Enflasyon, toplam talep ve arz tarafından belirleniyor. Arzı azaltan unsurlar -mesela döviz kurundaki artışın enflasyonun üzerinde olması (maliyet artışı yoluyla)- ve talebi yükselten nedenler -mesela mevduat, kredi ve tahvil faizlerinin enflasyonun altında olması- mevcut enflasyonu yükseltiyorlar. Bu çerçevede, enflasyonla mücadelenin yolu döviz kurunu, mevduat, kredi ve tahvil faizlerini enflasyonu düşürecek yönde etkilemekten geçiyor. Elbette bu sayılan değişkenlerin tümü aynı zamanda beklenen enflasyon ile de şekilleniyorlar. Dolayısıyla, ileriye yönelik beklenen enflasyonu da düşürmek gerekiyor.
Çoğu merkez bankasının temel amacı ‘fiyat istikrarını sağlamak’. Merkez Bankası’nın Kanununda da aynısı yazılı. Bu amaç doğrultusunda hükümetle birlikte enflasyon hedefi saptanıyor ve hedefe ulaşmak için kanunda belirtilen politika araçlarını kullanıyor. Bu çerçevede temel politika aracı da politika faizi. Merkez bankalarının enflasyonu arzuladıkları düzeye getirebilmeleri için az önce saydığım değişkenleri etkilemeleri gerekiyor. Nasıl olması bekleniyor bunun?
Şöyle: Bir ülkenin bankacılık sektörünü ele alın. Ya likidite fazlası olur ya da likidite açığı. Bir bankanın likidite açığı varken diğer bankanın likidite fazlası olabilir elbette. Ama sonuçta alt alta toplandığında biri ağır basar. Türkiye’de 2010’un sonlarından itibaren bankacılık sisteminde likidite açığı var. Çoğu ülkede de -anormal dönemler dışında- durum böyle. Bu koşullarda sistemin likidite açığını merkez bankaları bankalara borç vererek kapatıyorlar.

# [Veri Kesiti]
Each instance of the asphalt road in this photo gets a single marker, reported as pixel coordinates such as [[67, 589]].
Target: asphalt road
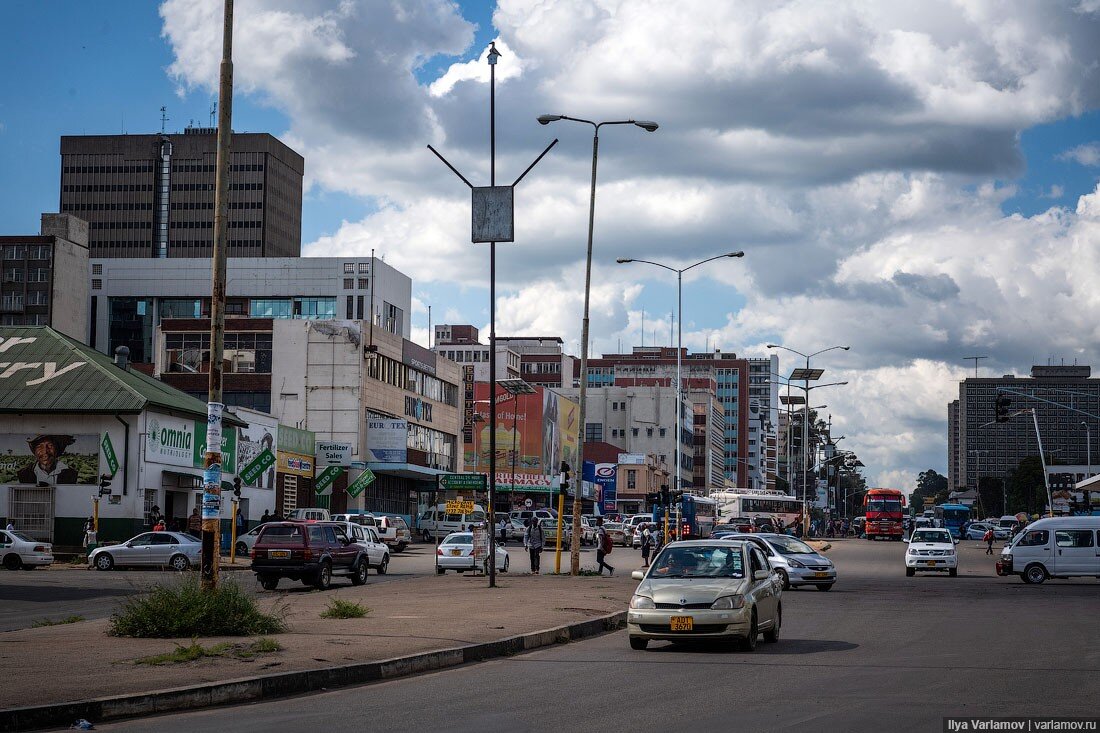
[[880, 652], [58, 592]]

# [Alıştırma Görevi]
Enflasyon ve merkez bankası politikası üzerine olan metni, son cümlesinin ardından gelecek şekilde sürdürün.

# [Görev Sonucu]
Bankalar o merkez bankasından borç alabilmek için genellikle o ülkenin hazinesinin tahvilini merkez bankasına teminat olarak yatırıyorlar. Vade sonunda, tahvil bankaya geri dönüyor sağlanan likidite de merkez bankasına (repo işlemi). Türkiye’de bu işlemin vadesi bir hafta. Burada önemli olan nokta şu: Bankalar bu işlem için Merkez Bankası’na bir faiz ödüyorlar. Şu anda o faiz yüzde 42,5.
Beklenen şu: Bu faiz artırılınca bankaların fon maliyetleri yükselecek ve bu onların kredi ve mevduat faizlerini yukarıya çekecek. Aynı ortamda kısa vadeli tahvil faizleri yukarıya gidecek. Politika düzgün ve anlamlı bulunuyorsa risk primi düşecek; bir yandan bu düşüş diğer yandan faiz yükselişi ile kur artışı azalacak (Türk lirası muhtemelen reel olarak değerlenecek) ve bekleyişler olumlu etkilenecek.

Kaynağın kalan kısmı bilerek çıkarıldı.